### What you need to do
Find the line holding "Target: person in blue jacket" in the entries below. Give it again exactly, along with every line after it up to and including the line holding "x=1257 y=541".

Referring expression data
:::::

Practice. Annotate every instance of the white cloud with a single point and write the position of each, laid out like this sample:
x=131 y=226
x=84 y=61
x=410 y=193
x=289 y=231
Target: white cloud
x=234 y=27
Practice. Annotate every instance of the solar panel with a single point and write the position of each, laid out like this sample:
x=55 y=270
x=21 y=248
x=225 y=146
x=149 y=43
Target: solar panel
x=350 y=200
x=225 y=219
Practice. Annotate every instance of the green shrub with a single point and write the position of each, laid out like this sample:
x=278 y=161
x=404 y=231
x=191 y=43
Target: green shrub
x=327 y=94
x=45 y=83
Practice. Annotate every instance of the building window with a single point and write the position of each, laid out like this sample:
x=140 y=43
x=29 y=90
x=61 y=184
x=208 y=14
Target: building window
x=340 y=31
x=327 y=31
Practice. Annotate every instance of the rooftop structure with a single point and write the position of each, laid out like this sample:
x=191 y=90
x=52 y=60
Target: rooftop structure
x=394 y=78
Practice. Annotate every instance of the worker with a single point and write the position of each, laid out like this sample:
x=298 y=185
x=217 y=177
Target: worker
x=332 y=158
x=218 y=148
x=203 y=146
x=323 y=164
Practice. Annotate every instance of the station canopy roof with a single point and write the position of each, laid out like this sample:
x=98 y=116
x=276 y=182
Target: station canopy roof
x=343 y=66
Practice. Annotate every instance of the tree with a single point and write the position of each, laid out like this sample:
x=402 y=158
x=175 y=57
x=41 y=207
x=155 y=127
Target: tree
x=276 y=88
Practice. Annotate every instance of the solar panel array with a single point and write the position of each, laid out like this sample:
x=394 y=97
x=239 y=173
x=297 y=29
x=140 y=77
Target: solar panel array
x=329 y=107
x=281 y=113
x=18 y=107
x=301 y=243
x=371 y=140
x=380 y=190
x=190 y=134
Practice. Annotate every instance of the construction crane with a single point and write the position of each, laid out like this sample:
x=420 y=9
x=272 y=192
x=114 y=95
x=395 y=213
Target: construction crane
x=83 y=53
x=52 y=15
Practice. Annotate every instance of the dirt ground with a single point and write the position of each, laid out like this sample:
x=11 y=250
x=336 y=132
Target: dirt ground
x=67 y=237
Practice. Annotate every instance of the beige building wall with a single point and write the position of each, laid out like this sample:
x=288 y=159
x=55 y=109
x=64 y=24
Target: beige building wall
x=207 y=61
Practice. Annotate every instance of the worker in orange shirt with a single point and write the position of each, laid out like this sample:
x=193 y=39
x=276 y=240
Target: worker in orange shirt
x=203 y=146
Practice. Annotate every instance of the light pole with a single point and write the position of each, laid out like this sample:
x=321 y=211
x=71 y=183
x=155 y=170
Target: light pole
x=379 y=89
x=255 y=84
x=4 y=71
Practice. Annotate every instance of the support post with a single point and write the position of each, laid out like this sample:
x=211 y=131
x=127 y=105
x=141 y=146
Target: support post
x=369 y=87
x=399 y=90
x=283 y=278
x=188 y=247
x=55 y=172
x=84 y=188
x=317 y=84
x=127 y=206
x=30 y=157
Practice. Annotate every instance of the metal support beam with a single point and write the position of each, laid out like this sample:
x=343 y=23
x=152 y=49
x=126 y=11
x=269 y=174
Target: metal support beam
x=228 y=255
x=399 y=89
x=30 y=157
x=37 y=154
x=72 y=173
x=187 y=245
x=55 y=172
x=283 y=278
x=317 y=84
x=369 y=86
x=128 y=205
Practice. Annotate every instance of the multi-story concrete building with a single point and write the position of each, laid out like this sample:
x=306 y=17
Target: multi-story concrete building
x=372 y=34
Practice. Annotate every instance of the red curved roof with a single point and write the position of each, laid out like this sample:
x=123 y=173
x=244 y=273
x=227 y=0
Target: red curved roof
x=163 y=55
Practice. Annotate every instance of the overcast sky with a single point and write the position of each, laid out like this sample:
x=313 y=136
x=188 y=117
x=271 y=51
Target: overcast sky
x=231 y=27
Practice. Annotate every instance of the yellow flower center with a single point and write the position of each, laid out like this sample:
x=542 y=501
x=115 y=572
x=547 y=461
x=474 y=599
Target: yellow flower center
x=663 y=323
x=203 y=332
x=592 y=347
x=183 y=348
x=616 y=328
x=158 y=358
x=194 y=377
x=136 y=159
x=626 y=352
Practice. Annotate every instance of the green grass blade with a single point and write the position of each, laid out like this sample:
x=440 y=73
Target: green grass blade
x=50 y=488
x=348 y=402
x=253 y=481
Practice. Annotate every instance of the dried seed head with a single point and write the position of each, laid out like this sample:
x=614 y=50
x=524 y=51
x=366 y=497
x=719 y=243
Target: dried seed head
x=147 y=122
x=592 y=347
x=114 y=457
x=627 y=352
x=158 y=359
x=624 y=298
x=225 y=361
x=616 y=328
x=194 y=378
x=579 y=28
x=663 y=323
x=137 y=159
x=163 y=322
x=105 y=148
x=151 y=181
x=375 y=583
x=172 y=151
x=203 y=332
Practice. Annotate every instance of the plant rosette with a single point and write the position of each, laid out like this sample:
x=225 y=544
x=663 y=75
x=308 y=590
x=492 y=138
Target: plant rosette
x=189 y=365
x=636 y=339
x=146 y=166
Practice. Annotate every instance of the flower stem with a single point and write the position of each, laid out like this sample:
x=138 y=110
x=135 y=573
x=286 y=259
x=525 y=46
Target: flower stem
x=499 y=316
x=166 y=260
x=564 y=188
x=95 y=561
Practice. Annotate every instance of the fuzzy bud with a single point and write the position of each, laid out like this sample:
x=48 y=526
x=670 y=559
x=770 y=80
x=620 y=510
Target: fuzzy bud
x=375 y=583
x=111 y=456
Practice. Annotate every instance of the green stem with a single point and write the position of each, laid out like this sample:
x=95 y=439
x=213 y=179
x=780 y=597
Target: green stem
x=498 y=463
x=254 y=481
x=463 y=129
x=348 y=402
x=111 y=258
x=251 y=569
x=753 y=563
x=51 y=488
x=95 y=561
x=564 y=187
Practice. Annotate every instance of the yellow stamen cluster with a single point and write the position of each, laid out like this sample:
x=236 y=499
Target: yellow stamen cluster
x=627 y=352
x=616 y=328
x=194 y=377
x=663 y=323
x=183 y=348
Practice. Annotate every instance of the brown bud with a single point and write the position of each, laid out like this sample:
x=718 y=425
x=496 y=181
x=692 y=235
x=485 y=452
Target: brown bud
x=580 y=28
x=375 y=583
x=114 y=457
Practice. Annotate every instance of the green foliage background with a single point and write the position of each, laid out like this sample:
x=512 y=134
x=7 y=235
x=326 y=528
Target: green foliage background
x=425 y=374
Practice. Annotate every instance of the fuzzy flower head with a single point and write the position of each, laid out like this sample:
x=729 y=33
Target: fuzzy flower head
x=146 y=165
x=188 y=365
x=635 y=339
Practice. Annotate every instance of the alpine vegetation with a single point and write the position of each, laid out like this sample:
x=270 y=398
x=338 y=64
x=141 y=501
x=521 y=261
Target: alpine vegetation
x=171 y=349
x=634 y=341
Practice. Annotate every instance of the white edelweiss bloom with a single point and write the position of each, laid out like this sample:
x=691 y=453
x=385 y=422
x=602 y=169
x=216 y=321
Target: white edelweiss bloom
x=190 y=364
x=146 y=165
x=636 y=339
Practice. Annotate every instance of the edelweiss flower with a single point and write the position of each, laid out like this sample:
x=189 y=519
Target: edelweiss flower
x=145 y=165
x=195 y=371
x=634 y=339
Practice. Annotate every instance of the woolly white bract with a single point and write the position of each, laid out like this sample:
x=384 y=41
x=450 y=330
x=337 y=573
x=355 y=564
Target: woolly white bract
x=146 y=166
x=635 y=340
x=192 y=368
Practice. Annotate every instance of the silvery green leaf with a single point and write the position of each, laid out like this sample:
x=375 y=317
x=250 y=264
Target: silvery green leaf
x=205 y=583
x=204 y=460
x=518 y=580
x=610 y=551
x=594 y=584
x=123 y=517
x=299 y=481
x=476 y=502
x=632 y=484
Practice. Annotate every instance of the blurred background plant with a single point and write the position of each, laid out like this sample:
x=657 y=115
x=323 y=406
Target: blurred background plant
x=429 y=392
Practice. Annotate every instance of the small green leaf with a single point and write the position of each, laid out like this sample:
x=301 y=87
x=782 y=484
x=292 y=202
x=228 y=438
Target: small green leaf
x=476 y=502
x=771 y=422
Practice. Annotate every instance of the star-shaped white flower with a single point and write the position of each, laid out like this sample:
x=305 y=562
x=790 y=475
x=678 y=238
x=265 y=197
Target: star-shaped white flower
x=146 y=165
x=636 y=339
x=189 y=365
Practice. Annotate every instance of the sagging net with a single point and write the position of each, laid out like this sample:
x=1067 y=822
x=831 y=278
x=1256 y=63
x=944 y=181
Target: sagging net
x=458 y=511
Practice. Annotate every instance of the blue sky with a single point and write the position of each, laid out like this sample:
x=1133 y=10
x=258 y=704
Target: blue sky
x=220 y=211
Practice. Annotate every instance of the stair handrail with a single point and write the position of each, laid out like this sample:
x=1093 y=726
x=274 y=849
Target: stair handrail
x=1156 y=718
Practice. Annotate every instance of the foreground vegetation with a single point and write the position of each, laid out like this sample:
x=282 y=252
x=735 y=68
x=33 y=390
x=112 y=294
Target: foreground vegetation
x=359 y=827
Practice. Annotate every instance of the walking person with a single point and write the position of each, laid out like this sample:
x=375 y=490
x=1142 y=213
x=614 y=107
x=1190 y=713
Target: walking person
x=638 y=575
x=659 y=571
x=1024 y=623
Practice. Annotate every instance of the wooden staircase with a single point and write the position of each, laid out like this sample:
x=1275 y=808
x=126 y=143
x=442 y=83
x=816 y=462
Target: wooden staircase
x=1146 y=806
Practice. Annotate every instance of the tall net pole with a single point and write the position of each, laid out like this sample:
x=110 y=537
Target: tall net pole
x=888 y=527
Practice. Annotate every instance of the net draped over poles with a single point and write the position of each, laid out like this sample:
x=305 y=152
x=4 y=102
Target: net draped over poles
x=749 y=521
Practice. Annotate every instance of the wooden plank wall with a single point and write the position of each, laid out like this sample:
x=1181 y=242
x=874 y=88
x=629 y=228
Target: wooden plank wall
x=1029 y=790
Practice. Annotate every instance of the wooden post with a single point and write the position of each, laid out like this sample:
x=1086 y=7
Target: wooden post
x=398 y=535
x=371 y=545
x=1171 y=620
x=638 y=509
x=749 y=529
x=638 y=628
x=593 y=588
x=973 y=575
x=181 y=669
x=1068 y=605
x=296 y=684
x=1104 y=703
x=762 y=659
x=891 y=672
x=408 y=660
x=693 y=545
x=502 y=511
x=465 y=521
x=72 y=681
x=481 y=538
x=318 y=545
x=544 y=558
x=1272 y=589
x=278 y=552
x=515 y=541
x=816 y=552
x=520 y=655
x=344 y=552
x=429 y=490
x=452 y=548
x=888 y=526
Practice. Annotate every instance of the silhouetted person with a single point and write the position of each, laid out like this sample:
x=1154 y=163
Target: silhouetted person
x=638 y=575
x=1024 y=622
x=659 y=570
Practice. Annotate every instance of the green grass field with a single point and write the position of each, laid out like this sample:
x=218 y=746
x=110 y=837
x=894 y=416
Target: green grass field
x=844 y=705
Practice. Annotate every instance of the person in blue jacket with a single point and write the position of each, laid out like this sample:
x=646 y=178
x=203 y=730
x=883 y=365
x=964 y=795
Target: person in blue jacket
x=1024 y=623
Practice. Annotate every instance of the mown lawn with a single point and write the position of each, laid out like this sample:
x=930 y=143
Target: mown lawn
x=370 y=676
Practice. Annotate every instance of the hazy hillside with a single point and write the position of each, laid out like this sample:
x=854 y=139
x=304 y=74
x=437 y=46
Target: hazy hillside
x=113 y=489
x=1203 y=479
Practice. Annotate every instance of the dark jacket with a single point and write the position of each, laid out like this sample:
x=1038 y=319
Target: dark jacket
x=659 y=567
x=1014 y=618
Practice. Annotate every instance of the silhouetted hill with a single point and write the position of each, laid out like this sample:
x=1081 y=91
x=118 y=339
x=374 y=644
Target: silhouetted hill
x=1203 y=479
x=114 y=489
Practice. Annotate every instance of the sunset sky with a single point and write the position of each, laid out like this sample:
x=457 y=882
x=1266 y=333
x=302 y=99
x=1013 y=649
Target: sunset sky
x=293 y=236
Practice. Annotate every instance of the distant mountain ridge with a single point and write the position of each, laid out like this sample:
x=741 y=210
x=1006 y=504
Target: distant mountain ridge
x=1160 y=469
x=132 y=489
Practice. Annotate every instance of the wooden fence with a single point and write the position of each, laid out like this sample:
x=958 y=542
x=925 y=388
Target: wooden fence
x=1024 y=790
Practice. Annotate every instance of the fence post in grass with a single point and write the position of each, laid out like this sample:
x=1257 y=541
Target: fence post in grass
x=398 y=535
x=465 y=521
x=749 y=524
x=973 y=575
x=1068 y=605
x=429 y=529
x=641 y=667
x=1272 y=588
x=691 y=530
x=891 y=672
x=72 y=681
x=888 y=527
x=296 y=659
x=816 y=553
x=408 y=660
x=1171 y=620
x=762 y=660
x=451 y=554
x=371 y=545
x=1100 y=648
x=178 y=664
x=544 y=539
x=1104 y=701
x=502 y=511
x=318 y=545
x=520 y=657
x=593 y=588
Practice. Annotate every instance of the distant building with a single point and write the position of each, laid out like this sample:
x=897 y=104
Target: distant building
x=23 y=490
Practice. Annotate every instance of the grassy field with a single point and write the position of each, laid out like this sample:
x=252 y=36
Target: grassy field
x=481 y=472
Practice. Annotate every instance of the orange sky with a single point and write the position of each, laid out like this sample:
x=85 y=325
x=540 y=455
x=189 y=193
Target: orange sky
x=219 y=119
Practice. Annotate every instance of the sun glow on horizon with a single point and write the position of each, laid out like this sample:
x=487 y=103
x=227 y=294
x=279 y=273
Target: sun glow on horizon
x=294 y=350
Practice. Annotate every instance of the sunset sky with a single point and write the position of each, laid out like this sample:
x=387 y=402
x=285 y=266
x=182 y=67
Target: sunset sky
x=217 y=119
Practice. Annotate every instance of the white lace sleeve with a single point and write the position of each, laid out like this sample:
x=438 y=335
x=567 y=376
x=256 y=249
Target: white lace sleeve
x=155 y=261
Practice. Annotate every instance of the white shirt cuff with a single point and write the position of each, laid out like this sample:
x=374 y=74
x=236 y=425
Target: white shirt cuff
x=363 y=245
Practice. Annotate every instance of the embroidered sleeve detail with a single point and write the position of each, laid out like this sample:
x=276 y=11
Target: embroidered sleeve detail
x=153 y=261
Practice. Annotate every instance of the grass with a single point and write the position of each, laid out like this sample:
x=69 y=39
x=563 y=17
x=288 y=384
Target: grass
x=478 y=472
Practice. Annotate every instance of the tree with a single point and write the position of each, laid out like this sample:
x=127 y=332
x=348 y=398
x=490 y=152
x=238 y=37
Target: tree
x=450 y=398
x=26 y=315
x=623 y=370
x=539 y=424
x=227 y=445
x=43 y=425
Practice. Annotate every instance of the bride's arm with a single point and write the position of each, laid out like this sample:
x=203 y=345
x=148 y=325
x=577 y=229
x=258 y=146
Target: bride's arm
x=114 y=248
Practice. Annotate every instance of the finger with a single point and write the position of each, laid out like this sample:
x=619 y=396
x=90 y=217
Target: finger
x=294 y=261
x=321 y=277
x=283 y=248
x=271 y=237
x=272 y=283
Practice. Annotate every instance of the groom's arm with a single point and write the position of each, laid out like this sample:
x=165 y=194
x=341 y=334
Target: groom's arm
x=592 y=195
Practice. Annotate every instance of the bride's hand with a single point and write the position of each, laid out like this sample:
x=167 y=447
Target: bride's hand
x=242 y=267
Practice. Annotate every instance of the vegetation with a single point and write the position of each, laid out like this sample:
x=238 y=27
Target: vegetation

:::::

### Result of this task
Target: person in blue jacket
x=1024 y=623
Practice. Annotate every instance of the mown lawn with a single point and write the position of each, laid out like this sample:
x=930 y=143
Target: mown lawn
x=370 y=676
Practice. Annotate every instance of the hazy hillside with a single point and write the position of each, laid out like this sample:
x=854 y=139
x=304 y=74
x=437 y=46
Target: hazy hillside
x=113 y=489
x=1203 y=479
Practice. Annotate every instance of the dark jacket with a single point and write the position of each, laid out like this sample:
x=1038 y=319
Target: dark jacket
x=659 y=567
x=1014 y=618
Practice. Annotate every instance of the silhouetted hill with a single point and write the position of each, laid out like this sample:
x=1081 y=91
x=118 y=339
x=374 y=644
Target: silhouetted hill
x=1203 y=479
x=114 y=489
Practice. Annotate every instance of the sunset sky with a single point and write the position of each, laid out like this sample:
x=457 y=882
x=1266 y=333
x=302 y=99
x=1013 y=649
Target: sunset sky
x=293 y=236
Practice. Annotate every instance of the distant mountain ridge with a single point and write the position of each, laid out like this sample:
x=741 y=210
x=1006 y=504
Target: distant mountain ridge
x=1160 y=469
x=132 y=489
Practice. Annotate every instance of the wooden fence with a single point and write the position of each, laid out like this sample:
x=958 y=542
x=925 y=388
Target: wooden fence
x=1024 y=790
Practice. Annotate every instance of the fence post in grass with a single point and write the position of each, laid out like this sample:
x=1257 y=541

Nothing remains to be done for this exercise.